● WORK TO COMPLETE
Reproduce the lines below word for word, starting at the first line and stopping after the line that contains "Target: reflective stripe on vest". Leave the picture out of your answer.

● DATASET ROWS

----------

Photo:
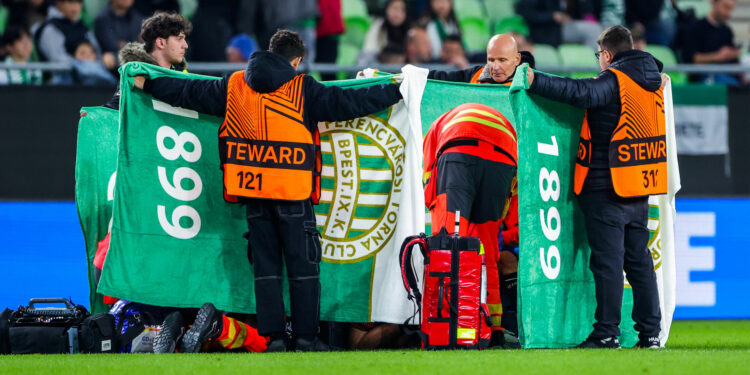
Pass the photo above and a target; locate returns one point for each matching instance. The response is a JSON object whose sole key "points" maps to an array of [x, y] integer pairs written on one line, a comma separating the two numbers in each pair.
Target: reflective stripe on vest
{"points": [[266, 149], [637, 149]]}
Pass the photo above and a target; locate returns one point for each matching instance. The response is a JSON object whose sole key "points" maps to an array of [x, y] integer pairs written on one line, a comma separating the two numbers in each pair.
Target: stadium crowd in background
{"points": [[396, 31]]}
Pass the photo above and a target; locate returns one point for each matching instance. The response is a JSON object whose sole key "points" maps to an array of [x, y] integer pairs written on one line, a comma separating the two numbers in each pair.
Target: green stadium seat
{"points": [[701, 7], [475, 34], [499, 9], [512, 24], [469, 9], [667, 57], [354, 8], [356, 30], [347, 56], [356, 21], [3, 18], [546, 55], [578, 55]]}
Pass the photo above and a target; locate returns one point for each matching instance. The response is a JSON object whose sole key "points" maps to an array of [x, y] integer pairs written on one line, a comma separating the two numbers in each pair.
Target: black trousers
{"points": [[618, 237], [285, 229]]}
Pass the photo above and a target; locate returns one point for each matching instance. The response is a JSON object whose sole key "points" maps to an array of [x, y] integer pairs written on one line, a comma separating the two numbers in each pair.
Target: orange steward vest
{"points": [[266, 150], [638, 147]]}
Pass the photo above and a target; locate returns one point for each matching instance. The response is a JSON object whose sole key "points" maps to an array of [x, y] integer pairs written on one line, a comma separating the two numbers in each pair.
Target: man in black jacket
{"points": [[269, 98], [616, 223]]}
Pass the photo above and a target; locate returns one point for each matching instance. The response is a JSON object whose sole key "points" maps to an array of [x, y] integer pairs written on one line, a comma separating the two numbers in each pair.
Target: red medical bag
{"points": [[454, 313]]}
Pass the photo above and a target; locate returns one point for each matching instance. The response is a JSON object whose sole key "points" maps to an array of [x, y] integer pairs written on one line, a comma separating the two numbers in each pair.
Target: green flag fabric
{"points": [[96, 162]]}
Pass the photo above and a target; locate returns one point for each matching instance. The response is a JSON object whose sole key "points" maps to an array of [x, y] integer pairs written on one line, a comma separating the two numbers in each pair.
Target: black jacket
{"points": [[600, 96], [466, 74], [265, 73]]}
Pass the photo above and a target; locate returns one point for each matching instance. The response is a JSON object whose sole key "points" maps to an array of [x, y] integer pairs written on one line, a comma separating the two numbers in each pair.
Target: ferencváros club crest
{"points": [[361, 184]]}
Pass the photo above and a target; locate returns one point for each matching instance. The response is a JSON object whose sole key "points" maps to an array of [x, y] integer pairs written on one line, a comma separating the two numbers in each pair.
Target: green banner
{"points": [[96, 159]]}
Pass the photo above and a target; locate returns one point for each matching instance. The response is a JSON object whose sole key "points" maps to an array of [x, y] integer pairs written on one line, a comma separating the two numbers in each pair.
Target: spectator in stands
{"points": [[712, 41], [392, 54], [149, 7], [240, 48], [453, 52], [418, 46], [28, 14], [117, 25], [330, 27], [390, 29], [214, 28], [646, 16], [87, 70], [440, 21], [554, 22], [58, 37], [16, 42], [639, 39]]}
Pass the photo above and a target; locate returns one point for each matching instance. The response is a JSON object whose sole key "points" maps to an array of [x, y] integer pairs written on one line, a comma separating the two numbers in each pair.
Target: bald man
{"points": [[502, 59]]}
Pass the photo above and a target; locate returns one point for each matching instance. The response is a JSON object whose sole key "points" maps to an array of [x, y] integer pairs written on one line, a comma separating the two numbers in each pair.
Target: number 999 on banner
{"points": [[174, 187]]}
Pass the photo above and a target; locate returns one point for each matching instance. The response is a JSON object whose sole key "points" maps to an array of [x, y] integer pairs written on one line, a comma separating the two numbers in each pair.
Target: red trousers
{"points": [[477, 187]]}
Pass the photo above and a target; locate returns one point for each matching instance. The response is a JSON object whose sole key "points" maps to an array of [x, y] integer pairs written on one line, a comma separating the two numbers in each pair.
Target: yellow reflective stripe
{"points": [[466, 334], [481, 122], [241, 336], [495, 309], [481, 112]]}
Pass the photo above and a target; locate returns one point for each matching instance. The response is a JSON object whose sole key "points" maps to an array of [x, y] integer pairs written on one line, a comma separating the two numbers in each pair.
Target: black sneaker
{"points": [[304, 345], [278, 346], [207, 326], [606, 343], [648, 343], [171, 331]]}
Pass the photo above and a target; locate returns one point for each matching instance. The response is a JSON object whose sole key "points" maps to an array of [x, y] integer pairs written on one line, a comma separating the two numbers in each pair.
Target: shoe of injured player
{"points": [[600, 343], [207, 327], [648, 343], [171, 332]]}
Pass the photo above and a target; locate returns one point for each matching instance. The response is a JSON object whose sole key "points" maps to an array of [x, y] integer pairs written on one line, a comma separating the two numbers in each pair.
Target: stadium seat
{"points": [[354, 8], [701, 7], [546, 55], [347, 57], [3, 18], [356, 20], [356, 30], [475, 34], [667, 57], [469, 9], [512, 24], [578, 55], [499, 9]]}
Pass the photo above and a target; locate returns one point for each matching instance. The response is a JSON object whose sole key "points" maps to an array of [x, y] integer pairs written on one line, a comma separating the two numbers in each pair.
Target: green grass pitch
{"points": [[695, 347]]}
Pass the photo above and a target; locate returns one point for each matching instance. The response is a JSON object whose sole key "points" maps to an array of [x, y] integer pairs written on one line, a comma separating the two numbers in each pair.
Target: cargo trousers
{"points": [[285, 230]]}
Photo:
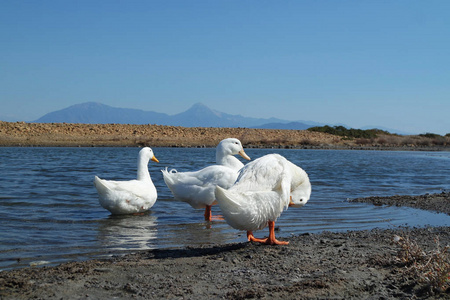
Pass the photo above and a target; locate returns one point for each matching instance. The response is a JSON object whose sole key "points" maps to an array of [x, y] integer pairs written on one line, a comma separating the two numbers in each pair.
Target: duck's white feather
{"points": [[197, 187], [262, 191], [132, 196]]}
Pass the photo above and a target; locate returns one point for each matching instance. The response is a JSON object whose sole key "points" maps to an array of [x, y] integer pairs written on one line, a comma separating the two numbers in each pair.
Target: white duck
{"points": [[264, 188], [197, 188], [133, 196]]}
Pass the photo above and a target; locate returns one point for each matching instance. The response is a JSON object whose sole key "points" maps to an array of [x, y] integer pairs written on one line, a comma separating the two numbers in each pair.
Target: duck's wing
{"points": [[197, 188], [248, 210]]}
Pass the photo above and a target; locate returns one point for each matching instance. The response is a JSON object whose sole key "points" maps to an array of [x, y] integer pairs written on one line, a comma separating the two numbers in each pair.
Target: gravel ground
{"points": [[376, 264]]}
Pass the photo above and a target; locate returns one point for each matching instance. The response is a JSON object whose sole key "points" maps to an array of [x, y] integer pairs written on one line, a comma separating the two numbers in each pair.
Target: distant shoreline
{"points": [[21, 134]]}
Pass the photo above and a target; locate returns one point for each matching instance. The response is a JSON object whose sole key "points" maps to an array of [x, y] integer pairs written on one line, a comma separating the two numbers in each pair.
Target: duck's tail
{"points": [[100, 185]]}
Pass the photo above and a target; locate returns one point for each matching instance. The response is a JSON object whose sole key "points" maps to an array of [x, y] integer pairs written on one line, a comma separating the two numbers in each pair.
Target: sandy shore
{"points": [[124, 135], [351, 265]]}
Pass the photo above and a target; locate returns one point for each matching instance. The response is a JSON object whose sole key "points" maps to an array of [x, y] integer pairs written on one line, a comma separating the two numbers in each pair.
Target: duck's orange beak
{"points": [[244, 155]]}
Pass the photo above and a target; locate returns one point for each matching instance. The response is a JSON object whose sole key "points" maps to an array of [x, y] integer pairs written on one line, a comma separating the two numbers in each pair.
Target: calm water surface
{"points": [[49, 210]]}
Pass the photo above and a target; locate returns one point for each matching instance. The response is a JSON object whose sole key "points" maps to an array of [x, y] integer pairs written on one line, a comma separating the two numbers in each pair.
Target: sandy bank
{"points": [[350, 265]]}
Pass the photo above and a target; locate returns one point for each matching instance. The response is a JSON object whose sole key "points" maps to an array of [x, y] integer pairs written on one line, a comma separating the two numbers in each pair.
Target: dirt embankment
{"points": [[122, 135], [62, 134]]}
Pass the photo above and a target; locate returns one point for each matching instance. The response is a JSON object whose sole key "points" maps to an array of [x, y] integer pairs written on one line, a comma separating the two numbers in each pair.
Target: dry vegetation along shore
{"points": [[87, 135]]}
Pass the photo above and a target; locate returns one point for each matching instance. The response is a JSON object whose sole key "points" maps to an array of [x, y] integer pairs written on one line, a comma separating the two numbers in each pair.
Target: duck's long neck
{"points": [[143, 173]]}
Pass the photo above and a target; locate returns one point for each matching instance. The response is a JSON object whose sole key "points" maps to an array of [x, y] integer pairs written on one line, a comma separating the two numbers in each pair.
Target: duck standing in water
{"points": [[132, 196], [265, 187], [197, 188]]}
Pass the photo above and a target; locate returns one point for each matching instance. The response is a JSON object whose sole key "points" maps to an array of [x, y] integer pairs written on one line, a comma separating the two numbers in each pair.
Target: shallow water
{"points": [[49, 211]]}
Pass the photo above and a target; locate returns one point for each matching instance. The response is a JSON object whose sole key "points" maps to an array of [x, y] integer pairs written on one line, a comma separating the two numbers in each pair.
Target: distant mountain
{"points": [[199, 115], [97, 113]]}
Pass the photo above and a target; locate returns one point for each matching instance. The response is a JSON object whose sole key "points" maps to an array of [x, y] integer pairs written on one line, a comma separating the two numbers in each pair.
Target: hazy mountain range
{"points": [[199, 115]]}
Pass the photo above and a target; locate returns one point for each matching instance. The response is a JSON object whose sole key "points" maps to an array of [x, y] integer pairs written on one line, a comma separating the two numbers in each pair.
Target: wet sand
{"points": [[349, 265]]}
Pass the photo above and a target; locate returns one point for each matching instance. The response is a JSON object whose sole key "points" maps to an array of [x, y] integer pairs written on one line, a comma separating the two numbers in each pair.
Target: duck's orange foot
{"points": [[217, 218], [207, 215], [271, 240], [251, 238]]}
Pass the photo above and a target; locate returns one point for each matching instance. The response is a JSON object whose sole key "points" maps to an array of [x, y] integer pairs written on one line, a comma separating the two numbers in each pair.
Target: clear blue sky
{"points": [[384, 63]]}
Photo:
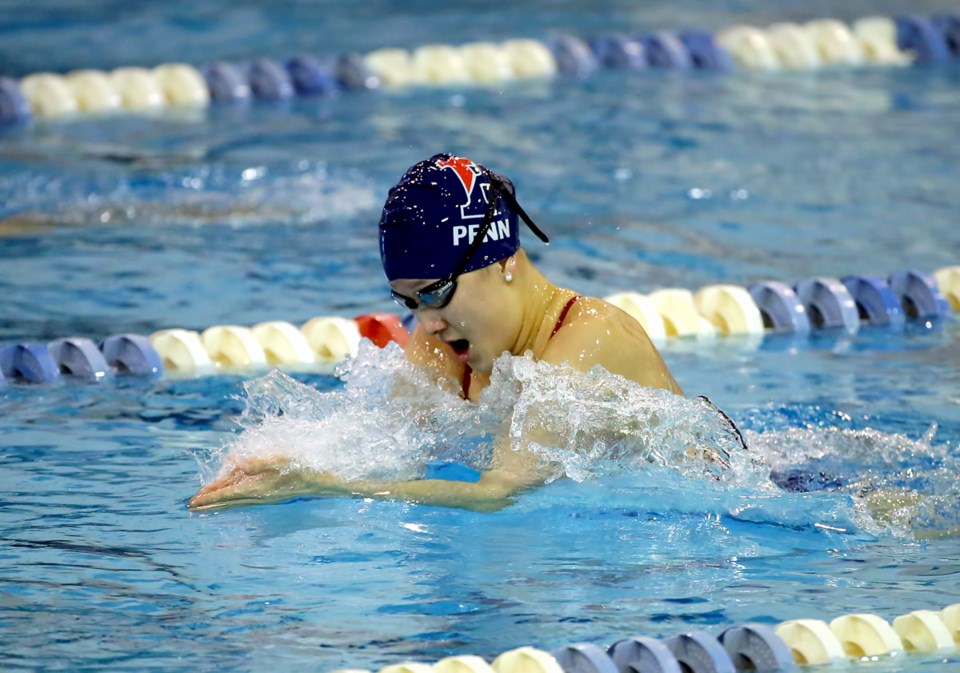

----------

● THE SOLUTION
Photo:
Pass the photo above and a target; locate returns one point for each matching instance. The response is a JSON object whose sole key "points" maps to an array of [x, y] integer pairs written on one line, a comma separating the two numbers in each pair.
Target: reflective stripe on vest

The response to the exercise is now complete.